**TO BE DONE**
Nothing other than the lines from the one containing "locate tree branch -- one point per instance" through the close of the entries below should be printed, each exactly.

**RECORDS FOR THIS TASK**
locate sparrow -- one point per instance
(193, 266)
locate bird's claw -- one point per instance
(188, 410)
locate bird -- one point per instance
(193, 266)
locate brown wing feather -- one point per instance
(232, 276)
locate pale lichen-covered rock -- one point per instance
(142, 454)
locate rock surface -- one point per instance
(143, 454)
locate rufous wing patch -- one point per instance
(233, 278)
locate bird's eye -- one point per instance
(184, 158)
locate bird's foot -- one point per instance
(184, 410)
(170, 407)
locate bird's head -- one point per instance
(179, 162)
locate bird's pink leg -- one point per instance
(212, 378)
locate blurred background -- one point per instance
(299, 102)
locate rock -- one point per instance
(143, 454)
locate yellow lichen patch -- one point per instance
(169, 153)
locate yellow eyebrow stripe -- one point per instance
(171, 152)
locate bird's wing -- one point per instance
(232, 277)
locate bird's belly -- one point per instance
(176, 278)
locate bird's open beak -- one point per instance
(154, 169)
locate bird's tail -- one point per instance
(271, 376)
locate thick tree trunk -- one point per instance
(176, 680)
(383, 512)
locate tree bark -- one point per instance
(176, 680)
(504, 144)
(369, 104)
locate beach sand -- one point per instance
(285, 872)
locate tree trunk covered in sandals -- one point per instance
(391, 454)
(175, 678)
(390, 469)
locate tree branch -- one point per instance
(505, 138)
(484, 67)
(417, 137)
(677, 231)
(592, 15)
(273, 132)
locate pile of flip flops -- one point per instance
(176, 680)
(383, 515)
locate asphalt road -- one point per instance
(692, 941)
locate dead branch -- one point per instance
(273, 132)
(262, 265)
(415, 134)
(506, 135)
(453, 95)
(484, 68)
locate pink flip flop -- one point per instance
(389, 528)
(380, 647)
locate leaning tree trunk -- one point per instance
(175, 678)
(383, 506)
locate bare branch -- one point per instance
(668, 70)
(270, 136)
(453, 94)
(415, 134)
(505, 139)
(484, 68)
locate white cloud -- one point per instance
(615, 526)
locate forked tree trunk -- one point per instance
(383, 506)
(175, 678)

**REPLY**
locate tree branch -- one point per instance
(505, 138)
(484, 67)
(417, 137)
(677, 231)
(592, 15)
(273, 132)
locate pile of flip flops -- one point per instance
(176, 680)
(383, 515)
locate asphalt road -- one point per instance
(692, 941)
locate dead branch -- one point per instance
(273, 132)
(262, 265)
(415, 134)
(506, 135)
(453, 95)
(484, 68)
locate pink flip flop -- one point per instance
(389, 528)
(380, 647)
locate leaning tree trunk -- one point per instance
(175, 678)
(383, 506)
locate bare branch -- one point per instance
(668, 70)
(270, 136)
(453, 94)
(415, 134)
(505, 139)
(484, 68)
locate white cloud -- one point per instance
(615, 526)
locate forked tree trunk -- one point per instance
(383, 506)
(175, 678)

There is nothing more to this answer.